> [PAGE EXCERPT]:
^^^^
A vaccination bonus can be granted
It seems clear that it is legitimate to grant a cash bonus to employees who have taken a vaccine (again, only once everyone has had the chance to be vaccinated). While there is a principle of equal treatment under German law, being vaccinated will provide a justified reason for being treated in a different manner, both because it is to the advantage of the employer (less sick pay) and of the employee (lower or no risk of infection).
Processing of data about a vaccination against COVID-19 is legitimate to the extent that it is required for the performance of the employment contract
The information about which employees have been vaccinated is sensitive information (special category data, Article 9 paragraph 2 EU GDPR, s26 paragraph 3 German Federal Act on Data Protection). Processing is legitimate if it is necessary for the performance of the employment relationship. While it is not clear to what extent vaccination reduces infection, in particularly sensitive areas it will be permissible to record the vaccination status in individual cases, at least for employees' protection. If the employer decides to reward employees who have been vaccinated with a cash bonus or to apply a different set of safety rules, it will need to know who has been vaccinated. This can be proven by showing the official vaccination pass, or a separate doctor's vaccination document.
^^^^
> [DATASET RECORDS]:
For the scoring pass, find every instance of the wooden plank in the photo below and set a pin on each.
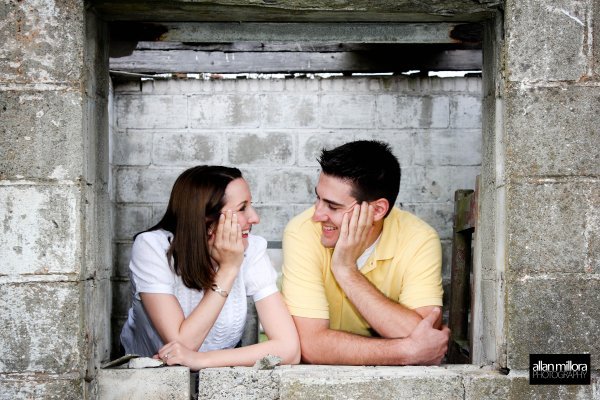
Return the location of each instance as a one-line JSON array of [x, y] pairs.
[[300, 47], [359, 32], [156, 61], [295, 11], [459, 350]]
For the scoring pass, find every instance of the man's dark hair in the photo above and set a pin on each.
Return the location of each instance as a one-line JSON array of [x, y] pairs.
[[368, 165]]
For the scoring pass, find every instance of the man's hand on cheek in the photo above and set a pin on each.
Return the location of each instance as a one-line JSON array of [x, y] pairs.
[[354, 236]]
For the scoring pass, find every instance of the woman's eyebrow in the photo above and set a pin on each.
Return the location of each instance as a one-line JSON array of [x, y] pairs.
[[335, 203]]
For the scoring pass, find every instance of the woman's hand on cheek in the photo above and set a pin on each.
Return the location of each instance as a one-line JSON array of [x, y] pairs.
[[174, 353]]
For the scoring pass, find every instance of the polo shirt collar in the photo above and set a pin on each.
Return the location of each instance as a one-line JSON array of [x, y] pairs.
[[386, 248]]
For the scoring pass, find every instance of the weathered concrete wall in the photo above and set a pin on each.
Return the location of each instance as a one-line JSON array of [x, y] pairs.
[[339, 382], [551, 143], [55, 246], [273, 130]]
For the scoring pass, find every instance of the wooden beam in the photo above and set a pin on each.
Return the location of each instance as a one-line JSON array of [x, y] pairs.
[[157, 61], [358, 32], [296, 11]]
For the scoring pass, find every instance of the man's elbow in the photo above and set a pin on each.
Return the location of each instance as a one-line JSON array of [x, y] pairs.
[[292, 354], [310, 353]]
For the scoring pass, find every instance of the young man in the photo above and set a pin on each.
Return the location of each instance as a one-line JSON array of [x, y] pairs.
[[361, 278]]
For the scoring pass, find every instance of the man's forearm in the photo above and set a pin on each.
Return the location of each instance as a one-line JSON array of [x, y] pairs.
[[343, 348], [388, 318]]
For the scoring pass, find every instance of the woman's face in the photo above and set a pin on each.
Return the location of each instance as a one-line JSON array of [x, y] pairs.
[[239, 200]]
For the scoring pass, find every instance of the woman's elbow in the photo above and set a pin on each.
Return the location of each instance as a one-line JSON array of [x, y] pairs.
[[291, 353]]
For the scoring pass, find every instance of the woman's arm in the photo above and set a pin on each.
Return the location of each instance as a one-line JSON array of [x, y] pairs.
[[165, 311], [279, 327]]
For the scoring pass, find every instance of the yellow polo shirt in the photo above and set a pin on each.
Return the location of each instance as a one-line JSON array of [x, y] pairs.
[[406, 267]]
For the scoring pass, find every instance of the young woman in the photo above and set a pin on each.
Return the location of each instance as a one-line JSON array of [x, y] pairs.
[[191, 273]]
^^^^
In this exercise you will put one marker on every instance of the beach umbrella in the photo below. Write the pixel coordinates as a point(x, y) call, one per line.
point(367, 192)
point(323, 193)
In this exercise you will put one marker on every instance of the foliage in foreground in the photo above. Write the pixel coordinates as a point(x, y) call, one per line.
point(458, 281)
^^^^
> [ACTIVITIES]:
1) In the vaccination excerpt, return everything from "A vaccination bonus" down to "risk of infection).".
2) According to the vaccination excerpt, how can an employee prove they have been vaccinated?

> [TASK ANSWERS]:
1)
A vaccination bonus can be granted
It seems clear that it is legitimate to grant a cash bonus to employees who have taken a vaccine (again, only once everyone has had the chance to be vaccinated). While there is a principle of equal treatment under German law, being vaccinated will provide a justified reason for being treated in a different manner, both because it is to the advantage of the employer (less sick pay) and of the employee (lower or no risk of infection).

2) By showing the official vaccination pass or a separate doctor's vaccination document.